» Source document

════════════════

1978 Women's Softball World Championship

Tournament details
- Host country: El Salvador
- Teams: 15
- Defending champions: United States (1974)

Final positions
- Champions: United States (2nd title)
- Runner-up: Canada
- Third place: New Zealand
- Fourth place: Taiwan

= 1978 Women's Softball World Championship =

Women's Softball World Championship

The 1978 ISF Women's World Championship for softball was held in October 1978 in San Salvador, El Salvador.

Canada was given the hosting rights for the tournament in 1975. However the Canadian government withdrew financial support upon learning Taiwan (Republic of China) will be joining. The tournament was later considered to be held in Nagoya, Japan. However Japan also withdrew following pressure by China, which objects to the participation of Taiwan.

════════════════

» Extracted data

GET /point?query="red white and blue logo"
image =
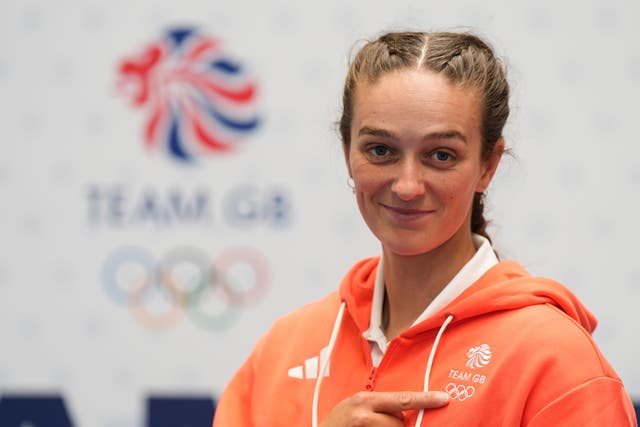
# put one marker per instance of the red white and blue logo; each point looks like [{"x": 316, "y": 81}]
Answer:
[{"x": 198, "y": 99}]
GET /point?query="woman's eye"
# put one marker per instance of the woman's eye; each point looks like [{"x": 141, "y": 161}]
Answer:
[
  {"x": 380, "y": 151},
  {"x": 442, "y": 156}
]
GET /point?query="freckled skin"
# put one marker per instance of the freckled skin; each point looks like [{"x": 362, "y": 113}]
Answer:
[{"x": 415, "y": 158}]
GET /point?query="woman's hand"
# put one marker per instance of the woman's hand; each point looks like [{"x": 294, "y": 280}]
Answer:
[{"x": 381, "y": 409}]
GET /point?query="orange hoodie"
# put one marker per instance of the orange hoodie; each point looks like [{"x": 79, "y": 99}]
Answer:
[{"x": 515, "y": 350}]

════════════════

» Task objective
Rewrite the 1978 softball championship text from "- Runner-up: Canada" up to and including "participation of Taiwan.", putting "pulled out" wherever "withdrew" appears.

» Result
- Runner-up: Canada
- Third place: New Zealand
- Fourth place: Taiwan

= 1978 Women's Softball World Championship =

Women's Softball World Championship

The 1978 ISF Women's World Championship for softball was held in October 1978 in San Salvador, El Salvador.

Canada was given the hosting rights for the tournament in 1975. However the Canadian government pulled out financial support upon learning Taiwan (Republic of China) will be joining. The tournament was later considered to be held in Nagoya, Japan. However Japan also pulled out following pressure by China, which objects to the participation of Taiwan.